### What is being asked
Retype the material below. Keep every word exactly as it is.

### Data provided
— Begin —
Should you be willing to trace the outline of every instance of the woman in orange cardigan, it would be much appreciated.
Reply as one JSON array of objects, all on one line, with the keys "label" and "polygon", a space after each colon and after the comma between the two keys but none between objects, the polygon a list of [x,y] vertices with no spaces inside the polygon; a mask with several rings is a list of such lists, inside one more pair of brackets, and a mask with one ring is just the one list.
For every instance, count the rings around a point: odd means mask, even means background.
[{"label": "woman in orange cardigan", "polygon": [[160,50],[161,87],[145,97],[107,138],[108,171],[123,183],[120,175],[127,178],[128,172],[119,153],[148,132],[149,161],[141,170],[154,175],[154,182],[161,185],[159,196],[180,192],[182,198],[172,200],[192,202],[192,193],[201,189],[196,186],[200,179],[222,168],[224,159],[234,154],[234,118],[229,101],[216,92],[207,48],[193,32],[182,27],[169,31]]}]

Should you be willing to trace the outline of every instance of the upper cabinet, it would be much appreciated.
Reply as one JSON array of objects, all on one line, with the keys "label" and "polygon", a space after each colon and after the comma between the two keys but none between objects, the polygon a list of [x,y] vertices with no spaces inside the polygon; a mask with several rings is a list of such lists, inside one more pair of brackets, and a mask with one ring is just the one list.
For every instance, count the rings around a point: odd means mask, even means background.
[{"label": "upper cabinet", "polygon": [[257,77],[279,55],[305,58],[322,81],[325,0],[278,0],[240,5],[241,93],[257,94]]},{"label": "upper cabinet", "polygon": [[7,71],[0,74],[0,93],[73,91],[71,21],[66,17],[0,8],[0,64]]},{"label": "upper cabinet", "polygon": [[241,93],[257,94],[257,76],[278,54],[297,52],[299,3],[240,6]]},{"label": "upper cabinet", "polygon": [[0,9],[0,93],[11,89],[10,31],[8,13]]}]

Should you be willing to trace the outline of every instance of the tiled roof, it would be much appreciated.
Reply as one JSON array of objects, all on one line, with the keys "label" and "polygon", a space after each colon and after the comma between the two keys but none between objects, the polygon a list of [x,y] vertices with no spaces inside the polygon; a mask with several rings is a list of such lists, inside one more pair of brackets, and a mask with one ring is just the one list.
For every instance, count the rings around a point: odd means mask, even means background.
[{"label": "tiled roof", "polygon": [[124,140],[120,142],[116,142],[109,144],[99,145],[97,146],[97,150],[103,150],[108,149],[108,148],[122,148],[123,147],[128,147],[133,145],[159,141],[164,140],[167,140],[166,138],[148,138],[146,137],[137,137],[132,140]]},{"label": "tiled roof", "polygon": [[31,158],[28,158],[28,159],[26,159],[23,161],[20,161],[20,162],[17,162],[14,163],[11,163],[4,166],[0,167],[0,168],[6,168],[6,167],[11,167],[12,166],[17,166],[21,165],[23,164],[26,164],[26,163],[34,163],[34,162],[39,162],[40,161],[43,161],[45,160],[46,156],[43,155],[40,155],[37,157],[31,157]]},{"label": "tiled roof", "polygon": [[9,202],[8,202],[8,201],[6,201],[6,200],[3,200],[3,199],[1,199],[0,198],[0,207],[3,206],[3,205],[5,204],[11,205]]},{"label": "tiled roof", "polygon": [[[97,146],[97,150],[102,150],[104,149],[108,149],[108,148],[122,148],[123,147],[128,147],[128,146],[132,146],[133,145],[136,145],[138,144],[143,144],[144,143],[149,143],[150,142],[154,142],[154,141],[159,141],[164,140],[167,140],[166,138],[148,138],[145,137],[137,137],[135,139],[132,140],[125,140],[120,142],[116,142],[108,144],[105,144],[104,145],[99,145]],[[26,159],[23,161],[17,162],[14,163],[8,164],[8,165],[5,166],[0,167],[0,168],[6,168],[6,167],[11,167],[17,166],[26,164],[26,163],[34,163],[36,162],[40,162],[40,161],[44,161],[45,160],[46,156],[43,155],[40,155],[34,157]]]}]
— End —
### Right answer
Should you be willing to trace the outline of every instance of the woman in orange cardigan, it would be much appreciated.
Reply as one JSON array of objects, all on one line, with the keys "label" and "polygon", a space after each colon and after the comma between the two keys but none between objects, the polygon a list of [x,y] vertices with no spaces inside the polygon; a mask with several rings is a list of such lists, inside one more pair of brackets, and a mask with one ring is just the one list.
For every instance, count the rings around a point: odd means mask, even means background.
[{"label": "woman in orange cardigan", "polygon": [[160,50],[161,87],[145,97],[107,138],[108,171],[123,183],[120,175],[127,178],[128,172],[119,153],[148,132],[149,161],[141,170],[154,175],[154,182],[161,185],[159,196],[180,192],[182,198],[172,200],[192,202],[192,193],[201,189],[196,186],[200,179],[222,168],[224,159],[234,154],[234,118],[229,101],[216,92],[207,48],[193,32],[182,27],[169,31]]}]

Should you be willing to trace the outline of every instance of the upper cabinet, it would be much appreciated.
Reply as one JSON array of objects, all on one line, with the keys "label" and "polygon", a space after each colon and after the comma between the two keys but none between objects, the polygon a list of [x,y] vertices with no spaces inside the polygon; a mask with several rings is a list of such lists, inside one more pair of brackets, and a mask with one ring is just the one list.
For every instance, count the rings around a point: odd means mask, even means background.
[{"label": "upper cabinet", "polygon": [[257,77],[279,55],[305,58],[322,81],[325,0],[278,0],[240,5],[241,93],[257,94]]},{"label": "upper cabinet", "polygon": [[7,71],[0,74],[0,93],[73,91],[71,21],[66,17],[0,8],[0,64]]},{"label": "upper cabinet", "polygon": [[241,93],[257,94],[257,76],[278,54],[297,52],[299,3],[240,6]]},{"label": "upper cabinet", "polygon": [[0,9],[0,93],[11,89],[10,31],[8,13]]}]

Should you be willing to trace the outline of every instance of the tiled roof, it would be much appreciated.
Reply as one JSON array of objects, all on one line, with the keys "label" and "polygon", a space after each colon and after the comma between the two keys but none between objects, the polygon a list of [x,y] vertices with no spaces inside the polygon; a mask with several rings is a list of such lists, inside one more pair of brackets, and a mask with one ring is just the one list.
For every instance, count the rings around a point: odd means mask, even means background.
[{"label": "tiled roof", "polygon": [[124,140],[120,142],[116,142],[109,144],[99,145],[97,146],[97,150],[103,150],[108,149],[108,148],[122,148],[123,147],[128,147],[133,145],[159,141],[164,140],[167,140],[166,138],[148,138],[146,137],[137,137],[132,140]]},{"label": "tiled roof", "polygon": [[31,158],[28,158],[28,159],[26,159],[23,161],[20,161],[20,162],[17,162],[14,163],[11,163],[4,166],[0,167],[0,168],[6,168],[6,167],[11,167],[12,166],[17,166],[21,165],[23,164],[26,164],[26,163],[34,163],[34,162],[39,162],[40,161],[43,161],[45,160],[46,156],[43,155],[40,155],[37,157],[31,157]]},{"label": "tiled roof", "polygon": [[9,202],[8,202],[8,201],[6,201],[6,200],[3,200],[3,199],[1,199],[0,198],[0,207],[3,206],[3,205],[5,204],[11,205]]},{"label": "tiled roof", "polygon": [[[97,146],[97,150],[102,150],[104,149],[108,149],[108,148],[122,148],[123,147],[128,147],[128,146],[132,146],[133,145],[136,145],[138,144],[143,144],[144,143],[149,143],[150,142],[154,142],[154,141],[159,141],[164,140],[167,140],[166,138],[148,138],[145,137],[137,137],[135,139],[132,140],[125,140],[120,142],[116,142],[108,144],[105,144],[104,145],[99,145]],[[26,159],[23,161],[17,162],[14,163],[8,164],[8,165],[5,166],[0,167],[0,168],[6,168],[6,167],[11,167],[17,166],[26,164],[26,163],[34,163],[36,162],[40,162],[40,161],[44,161],[45,160],[46,156],[43,155],[40,155],[34,157]]]}]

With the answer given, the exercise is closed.